▶ **Recorded data**
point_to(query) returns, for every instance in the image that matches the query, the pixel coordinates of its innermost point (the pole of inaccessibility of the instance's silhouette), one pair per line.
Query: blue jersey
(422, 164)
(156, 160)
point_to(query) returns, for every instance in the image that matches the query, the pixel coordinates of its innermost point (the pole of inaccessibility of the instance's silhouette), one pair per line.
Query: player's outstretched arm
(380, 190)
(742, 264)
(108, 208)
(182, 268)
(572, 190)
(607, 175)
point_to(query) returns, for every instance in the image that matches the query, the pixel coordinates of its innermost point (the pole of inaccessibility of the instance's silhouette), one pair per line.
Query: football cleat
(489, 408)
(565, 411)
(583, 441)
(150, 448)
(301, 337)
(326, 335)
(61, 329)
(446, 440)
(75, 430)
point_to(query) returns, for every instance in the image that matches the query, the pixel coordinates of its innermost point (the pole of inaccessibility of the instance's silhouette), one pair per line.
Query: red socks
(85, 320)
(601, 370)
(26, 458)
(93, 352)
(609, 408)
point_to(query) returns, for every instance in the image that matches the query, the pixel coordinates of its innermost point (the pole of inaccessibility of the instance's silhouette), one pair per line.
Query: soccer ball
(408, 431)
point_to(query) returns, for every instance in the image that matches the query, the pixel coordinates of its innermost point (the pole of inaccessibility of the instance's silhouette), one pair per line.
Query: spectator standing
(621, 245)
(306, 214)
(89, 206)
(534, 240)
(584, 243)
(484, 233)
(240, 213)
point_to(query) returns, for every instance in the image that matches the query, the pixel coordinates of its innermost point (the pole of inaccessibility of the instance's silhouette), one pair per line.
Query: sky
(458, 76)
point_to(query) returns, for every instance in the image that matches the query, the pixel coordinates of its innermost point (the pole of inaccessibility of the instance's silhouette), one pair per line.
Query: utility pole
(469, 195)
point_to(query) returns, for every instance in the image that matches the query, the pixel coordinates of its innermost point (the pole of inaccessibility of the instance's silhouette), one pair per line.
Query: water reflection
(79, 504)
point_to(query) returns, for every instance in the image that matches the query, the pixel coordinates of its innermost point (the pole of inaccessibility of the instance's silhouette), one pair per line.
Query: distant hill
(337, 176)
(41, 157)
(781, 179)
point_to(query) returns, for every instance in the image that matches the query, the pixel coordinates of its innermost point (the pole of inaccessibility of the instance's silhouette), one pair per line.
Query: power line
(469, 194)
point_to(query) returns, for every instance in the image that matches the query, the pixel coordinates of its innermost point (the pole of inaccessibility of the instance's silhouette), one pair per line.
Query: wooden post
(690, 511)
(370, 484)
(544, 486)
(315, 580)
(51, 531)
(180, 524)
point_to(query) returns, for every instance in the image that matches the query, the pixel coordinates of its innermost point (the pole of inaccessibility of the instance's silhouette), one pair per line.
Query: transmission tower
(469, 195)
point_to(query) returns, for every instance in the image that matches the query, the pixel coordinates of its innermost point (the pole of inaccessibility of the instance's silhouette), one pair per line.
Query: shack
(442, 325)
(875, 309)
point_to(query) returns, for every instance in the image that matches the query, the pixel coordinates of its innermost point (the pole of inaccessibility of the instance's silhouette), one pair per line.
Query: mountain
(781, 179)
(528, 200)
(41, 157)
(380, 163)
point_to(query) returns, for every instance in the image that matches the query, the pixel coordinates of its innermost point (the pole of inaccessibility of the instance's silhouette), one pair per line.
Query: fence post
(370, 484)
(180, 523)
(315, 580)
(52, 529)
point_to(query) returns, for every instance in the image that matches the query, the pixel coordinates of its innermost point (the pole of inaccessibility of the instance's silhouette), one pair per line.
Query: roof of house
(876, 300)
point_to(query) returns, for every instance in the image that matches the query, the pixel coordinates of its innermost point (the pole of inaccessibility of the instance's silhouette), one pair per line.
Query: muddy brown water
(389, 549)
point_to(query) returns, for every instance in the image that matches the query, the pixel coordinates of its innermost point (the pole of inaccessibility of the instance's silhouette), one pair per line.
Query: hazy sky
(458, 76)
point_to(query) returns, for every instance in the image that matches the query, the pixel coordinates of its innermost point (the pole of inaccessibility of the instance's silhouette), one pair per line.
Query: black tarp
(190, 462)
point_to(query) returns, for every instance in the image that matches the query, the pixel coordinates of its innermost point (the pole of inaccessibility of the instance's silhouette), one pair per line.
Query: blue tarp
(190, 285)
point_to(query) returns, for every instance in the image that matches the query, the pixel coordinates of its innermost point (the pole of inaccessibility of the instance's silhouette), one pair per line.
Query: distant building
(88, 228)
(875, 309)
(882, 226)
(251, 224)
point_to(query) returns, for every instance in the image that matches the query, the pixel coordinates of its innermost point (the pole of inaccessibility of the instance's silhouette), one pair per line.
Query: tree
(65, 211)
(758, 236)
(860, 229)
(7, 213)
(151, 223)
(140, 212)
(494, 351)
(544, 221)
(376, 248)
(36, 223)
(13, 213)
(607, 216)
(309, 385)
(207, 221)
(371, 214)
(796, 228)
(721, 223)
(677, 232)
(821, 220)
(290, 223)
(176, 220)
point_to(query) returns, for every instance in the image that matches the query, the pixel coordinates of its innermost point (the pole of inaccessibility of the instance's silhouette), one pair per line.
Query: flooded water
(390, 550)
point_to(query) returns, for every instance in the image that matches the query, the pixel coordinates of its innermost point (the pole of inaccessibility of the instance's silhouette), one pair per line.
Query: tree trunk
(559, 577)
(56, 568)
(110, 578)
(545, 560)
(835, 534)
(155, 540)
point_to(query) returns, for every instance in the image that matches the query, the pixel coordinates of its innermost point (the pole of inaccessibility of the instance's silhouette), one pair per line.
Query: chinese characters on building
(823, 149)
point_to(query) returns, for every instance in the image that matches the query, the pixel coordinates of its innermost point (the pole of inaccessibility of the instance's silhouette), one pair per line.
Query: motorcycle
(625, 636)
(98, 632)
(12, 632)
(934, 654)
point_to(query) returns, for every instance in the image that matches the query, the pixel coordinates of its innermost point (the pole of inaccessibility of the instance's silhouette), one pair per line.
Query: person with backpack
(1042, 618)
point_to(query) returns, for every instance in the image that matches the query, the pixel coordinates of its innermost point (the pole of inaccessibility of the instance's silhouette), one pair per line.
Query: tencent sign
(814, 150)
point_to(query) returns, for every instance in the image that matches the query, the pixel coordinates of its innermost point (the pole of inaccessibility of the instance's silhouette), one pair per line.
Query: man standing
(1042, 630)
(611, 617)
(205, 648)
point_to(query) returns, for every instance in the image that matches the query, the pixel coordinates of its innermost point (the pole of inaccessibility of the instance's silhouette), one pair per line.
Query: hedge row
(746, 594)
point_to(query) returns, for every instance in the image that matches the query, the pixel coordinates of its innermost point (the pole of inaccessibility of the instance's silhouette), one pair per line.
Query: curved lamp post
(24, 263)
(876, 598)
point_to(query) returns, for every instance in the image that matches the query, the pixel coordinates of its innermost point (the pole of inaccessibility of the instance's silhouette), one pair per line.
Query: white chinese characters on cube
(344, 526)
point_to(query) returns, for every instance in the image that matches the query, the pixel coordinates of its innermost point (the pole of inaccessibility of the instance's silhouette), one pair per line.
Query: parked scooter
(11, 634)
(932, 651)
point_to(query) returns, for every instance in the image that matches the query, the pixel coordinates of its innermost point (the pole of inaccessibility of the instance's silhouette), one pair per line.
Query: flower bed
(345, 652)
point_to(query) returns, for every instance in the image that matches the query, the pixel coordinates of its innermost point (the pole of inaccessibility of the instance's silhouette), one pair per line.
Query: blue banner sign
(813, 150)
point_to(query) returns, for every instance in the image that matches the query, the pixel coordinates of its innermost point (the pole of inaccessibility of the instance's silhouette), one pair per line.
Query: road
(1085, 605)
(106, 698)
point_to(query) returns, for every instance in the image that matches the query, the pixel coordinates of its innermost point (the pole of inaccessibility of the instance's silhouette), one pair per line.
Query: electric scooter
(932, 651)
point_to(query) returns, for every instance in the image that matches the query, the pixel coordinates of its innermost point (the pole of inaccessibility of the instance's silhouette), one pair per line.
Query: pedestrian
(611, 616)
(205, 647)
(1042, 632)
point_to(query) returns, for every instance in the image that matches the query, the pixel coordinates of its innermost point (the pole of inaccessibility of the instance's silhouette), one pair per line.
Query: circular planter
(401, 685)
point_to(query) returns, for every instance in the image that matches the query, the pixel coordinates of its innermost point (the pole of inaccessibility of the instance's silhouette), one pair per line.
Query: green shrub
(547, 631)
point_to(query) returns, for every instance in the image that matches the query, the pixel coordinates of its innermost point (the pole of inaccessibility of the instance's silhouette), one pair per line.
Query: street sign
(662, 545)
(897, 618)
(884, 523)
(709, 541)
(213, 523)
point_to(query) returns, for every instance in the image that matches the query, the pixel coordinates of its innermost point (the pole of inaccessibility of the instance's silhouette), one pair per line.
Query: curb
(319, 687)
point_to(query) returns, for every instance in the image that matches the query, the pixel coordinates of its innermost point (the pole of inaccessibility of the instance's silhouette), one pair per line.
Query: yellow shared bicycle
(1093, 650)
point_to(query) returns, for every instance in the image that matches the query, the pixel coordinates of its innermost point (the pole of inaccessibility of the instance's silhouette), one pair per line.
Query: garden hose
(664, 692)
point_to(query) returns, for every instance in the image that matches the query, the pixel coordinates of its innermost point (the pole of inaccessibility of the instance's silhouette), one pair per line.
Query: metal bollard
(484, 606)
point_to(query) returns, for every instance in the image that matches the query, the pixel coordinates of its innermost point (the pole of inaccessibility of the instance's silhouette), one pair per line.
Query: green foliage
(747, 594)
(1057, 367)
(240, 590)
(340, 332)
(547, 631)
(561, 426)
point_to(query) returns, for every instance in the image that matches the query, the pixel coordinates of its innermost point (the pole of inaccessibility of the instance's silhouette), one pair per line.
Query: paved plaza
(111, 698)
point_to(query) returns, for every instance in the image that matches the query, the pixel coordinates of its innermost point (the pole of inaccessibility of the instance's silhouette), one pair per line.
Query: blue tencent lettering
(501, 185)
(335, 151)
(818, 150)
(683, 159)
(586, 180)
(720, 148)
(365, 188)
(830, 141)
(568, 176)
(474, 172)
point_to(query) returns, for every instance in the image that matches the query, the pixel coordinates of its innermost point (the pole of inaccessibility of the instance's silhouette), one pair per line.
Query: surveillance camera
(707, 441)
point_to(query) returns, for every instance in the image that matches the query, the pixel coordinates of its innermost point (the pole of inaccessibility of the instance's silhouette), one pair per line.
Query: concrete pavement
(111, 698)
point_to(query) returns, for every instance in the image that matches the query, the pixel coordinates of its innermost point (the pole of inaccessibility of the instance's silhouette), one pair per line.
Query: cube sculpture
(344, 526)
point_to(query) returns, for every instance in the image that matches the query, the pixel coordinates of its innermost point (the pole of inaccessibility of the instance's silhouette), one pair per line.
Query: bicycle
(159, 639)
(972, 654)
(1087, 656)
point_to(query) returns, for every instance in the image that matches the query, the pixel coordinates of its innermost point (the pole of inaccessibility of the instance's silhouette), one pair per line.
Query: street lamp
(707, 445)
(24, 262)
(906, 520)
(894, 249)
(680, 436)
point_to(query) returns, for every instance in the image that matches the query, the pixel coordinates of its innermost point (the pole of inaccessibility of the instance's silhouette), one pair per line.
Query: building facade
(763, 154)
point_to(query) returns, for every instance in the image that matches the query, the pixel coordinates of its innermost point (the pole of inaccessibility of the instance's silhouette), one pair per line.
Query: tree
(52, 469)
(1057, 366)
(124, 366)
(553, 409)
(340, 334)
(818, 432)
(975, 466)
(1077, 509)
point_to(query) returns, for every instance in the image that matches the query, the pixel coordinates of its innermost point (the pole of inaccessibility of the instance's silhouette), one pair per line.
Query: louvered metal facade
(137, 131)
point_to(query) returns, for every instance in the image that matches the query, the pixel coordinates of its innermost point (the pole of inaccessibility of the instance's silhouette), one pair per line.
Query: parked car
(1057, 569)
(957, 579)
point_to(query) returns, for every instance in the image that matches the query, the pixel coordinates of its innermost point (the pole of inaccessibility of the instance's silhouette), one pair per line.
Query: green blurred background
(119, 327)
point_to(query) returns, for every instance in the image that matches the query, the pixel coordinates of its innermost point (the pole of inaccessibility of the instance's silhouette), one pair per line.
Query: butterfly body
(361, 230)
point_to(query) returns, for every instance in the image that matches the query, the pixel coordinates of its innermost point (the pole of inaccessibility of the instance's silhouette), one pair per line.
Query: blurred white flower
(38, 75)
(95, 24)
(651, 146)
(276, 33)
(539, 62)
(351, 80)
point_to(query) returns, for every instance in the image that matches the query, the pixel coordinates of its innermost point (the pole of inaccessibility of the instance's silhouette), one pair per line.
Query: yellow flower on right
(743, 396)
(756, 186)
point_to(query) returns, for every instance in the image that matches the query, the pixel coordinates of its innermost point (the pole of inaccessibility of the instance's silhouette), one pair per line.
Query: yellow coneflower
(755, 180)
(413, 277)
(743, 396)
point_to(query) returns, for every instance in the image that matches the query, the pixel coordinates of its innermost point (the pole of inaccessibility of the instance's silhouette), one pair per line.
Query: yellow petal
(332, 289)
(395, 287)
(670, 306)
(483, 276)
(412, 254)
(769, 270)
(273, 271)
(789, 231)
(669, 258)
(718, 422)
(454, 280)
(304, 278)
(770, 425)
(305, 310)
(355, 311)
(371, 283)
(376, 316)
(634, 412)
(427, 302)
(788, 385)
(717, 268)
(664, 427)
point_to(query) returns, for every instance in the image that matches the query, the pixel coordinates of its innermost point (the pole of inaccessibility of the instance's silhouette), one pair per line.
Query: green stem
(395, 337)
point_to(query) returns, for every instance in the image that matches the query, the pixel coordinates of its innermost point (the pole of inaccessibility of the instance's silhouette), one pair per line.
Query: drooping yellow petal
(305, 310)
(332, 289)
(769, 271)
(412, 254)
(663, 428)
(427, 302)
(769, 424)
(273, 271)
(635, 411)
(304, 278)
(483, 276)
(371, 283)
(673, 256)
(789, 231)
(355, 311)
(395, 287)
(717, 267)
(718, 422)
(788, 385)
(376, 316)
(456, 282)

▶ **Exercise**
Which lines of the data contain the word "distant"? Report each of them, treating case as significant.

▶ **Written answer**
Query: distant hill
Query: distant building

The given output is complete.